Stated problem -
Can you repeat the lines below with every "tag a point" changed to "mark a point" and nothing else altered?
___ Task data ___
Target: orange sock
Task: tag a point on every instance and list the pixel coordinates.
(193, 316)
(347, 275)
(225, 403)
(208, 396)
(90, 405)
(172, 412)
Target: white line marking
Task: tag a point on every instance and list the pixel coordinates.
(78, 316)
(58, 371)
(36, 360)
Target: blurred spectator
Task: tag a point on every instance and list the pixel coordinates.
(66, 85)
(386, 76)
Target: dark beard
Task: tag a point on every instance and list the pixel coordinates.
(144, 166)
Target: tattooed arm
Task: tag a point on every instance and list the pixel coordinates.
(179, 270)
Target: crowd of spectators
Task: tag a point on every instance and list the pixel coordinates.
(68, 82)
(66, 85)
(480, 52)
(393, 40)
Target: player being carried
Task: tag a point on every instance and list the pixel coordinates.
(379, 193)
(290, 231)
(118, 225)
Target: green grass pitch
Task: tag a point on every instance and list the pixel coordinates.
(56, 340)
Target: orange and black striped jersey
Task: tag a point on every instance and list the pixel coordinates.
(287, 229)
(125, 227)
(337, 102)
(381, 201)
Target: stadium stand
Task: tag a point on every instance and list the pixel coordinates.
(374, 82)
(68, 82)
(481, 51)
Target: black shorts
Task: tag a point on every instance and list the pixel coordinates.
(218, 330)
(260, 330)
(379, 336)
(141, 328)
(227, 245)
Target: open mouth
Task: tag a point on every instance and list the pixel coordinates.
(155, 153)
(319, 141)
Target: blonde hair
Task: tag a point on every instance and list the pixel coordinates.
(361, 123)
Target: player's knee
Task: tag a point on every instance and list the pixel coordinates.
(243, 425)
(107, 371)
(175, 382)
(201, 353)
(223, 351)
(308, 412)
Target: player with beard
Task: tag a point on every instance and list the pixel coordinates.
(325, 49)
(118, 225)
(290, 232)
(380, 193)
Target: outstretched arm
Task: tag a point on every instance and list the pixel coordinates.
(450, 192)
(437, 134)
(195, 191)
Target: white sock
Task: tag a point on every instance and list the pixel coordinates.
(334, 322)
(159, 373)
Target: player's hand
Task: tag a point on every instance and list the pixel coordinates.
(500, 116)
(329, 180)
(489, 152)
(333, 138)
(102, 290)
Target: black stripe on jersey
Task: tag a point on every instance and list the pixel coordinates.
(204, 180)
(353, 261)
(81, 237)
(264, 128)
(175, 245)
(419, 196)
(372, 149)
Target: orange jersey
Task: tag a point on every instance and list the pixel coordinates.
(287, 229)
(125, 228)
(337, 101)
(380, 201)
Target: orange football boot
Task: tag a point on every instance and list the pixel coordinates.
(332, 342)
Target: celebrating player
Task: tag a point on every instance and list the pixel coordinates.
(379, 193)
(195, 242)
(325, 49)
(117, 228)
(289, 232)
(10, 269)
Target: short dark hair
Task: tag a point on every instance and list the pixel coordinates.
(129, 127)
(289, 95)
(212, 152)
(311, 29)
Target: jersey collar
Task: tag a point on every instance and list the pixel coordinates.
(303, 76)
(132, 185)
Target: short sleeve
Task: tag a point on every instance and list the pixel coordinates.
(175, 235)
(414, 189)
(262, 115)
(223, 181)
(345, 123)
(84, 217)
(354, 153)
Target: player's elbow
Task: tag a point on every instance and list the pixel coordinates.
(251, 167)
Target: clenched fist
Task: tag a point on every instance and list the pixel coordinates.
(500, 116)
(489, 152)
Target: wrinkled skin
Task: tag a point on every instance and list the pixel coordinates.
___
Exercise solution -
Target: orange sock
Task: mark a point on every instance and list the pixel coordinates.
(193, 316)
(347, 275)
(225, 403)
(208, 396)
(90, 405)
(172, 412)
Target: white line marking
Task: mark a point on every instance and list the pixel coordinates.
(78, 316)
(58, 371)
(36, 360)
Target: blurred spectator
Task: mark a point on every instance and list the pixel coordinates.
(66, 85)
(386, 76)
Target: dark beard
Task: mark a point on every instance and list the pixel coordinates.
(144, 166)
Target: tattooed arm
Task: mark a point on every instance and list the pixel coordinates.
(179, 270)
Target: crowd of spectators
Task: mark a point on every instance and list the pixel coordinates.
(68, 82)
(66, 85)
(480, 52)
(393, 40)
Target: player being carried
Task: mark a point on every instance and list the pixel coordinates.
(379, 193)
(290, 231)
(118, 225)
Target: green grass pitch
Task: mark a point on every instance and list the pixel coordinates.
(56, 340)
Target: orange and black striped jersey
Task: mark a point on every instance and list the pixel coordinates.
(287, 229)
(125, 227)
(337, 102)
(381, 201)
Target: stadium stand
Task: mark a point on every instance and list the pixel coordinates.
(374, 82)
(68, 82)
(481, 51)
Target: black shorts
Task: mark a point on every instance and list the pixel coordinates.
(218, 330)
(260, 330)
(379, 336)
(141, 328)
(227, 245)
Target: open mouth
Task: mark a point on every instance and list the pixel coordinates.
(155, 153)
(319, 141)
Target: blonde hair
Task: mark a point on every instance and list the pixel coordinates.
(361, 123)
Target: player's knee
Task: mark a point on every instance and list the pixel coordinates.
(243, 425)
(107, 371)
(175, 382)
(201, 353)
(223, 351)
(308, 412)
Target: player with beard
Task: mark a point on every instance and list the pixel coordinates.
(325, 49)
(118, 225)
(290, 232)
(380, 193)
Target: outstretched arm
Task: mark a point on every instance and list the pixel coordinates.
(450, 192)
(437, 134)
(195, 191)
Target: white sock
Task: mark a point on every instance and list the pixel coordinates.
(334, 322)
(159, 373)
Target: player's hand
Task: mark a point on every instance and list the pixel coordinates.
(500, 116)
(329, 180)
(489, 152)
(333, 138)
(102, 290)
Target: black stripe on jersey
Task: mark a point on every instance and list the pixel coordinates.
(204, 180)
(353, 261)
(81, 237)
(264, 128)
(175, 245)
(419, 196)
(372, 149)
Target: orange jersey
Task: mark a point on every instance and list the pixel coordinates.
(287, 229)
(125, 228)
(337, 101)
(380, 201)
Target: orange football boot
Task: mark a point on every instance and list the pixel coordinates.
(332, 342)
Target: celebrating player
Task: mark a point on every instance and list the pixel coordinates.
(379, 193)
(195, 242)
(325, 49)
(117, 228)
(289, 232)
(10, 269)
Target: short dark hair
Task: mark a point on every instance and list the pixel coordinates.
(129, 127)
(289, 95)
(212, 152)
(311, 29)
Target: jersey collar
Task: mark a point on every instance and list the pixel coordinates.
(303, 76)
(132, 185)
Target: short sleeve
Task: mark a point on every instance and list the pixel coordinates.
(175, 235)
(414, 189)
(262, 115)
(223, 181)
(345, 123)
(84, 217)
(354, 153)
Target: player's elbow
Task: mark a point on every instance and list the pixel coordinates.
(251, 167)
Target: clenched fist
Task: mark a point on every instance and list the pixel coordinates.
(500, 116)
(489, 152)
Target: wrinkled skin
Task: mark a point on every instance and list the pixel coordinates.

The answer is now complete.